Directions for this task:
Could you restate word for word every line of the records below, from the first one to the one holding "Could you identify the arched"?

----

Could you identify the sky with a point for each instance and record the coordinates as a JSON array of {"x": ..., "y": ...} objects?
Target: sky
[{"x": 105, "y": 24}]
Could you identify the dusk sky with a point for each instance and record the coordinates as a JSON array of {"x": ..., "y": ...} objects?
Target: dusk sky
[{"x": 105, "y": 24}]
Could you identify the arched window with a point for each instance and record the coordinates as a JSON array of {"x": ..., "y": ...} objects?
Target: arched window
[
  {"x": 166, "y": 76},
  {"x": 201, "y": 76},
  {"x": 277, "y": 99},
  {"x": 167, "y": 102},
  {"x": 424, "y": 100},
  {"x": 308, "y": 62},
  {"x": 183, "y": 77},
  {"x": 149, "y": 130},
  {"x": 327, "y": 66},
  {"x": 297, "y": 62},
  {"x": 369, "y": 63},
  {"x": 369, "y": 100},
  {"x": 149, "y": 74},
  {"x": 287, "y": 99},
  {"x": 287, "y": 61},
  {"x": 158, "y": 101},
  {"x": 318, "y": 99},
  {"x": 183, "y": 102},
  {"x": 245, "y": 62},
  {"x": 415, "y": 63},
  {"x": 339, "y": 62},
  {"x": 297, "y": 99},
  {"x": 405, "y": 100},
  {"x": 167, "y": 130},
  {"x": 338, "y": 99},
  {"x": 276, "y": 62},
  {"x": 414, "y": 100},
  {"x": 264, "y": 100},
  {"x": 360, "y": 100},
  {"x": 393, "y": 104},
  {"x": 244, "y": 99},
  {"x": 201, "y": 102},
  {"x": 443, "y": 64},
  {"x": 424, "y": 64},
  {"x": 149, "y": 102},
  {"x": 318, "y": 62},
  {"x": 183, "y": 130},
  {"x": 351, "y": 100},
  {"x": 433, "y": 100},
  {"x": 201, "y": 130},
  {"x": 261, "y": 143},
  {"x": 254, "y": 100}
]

----

Task response:
Could you identify the sky with a point for each instance and record the coordinates as a JSON array of {"x": ..., "y": ...} objects?
Target: sky
[{"x": 105, "y": 24}]
Could you identify the dusk sky with a point for each instance and record the coordinates as a JSON array of {"x": ..., "y": ...} objects?
Target: dusk sky
[{"x": 105, "y": 24}]
Could you identify the arched window with a point for each instance and record the coordinates as a JSON array of {"x": ..., "y": ...} objects?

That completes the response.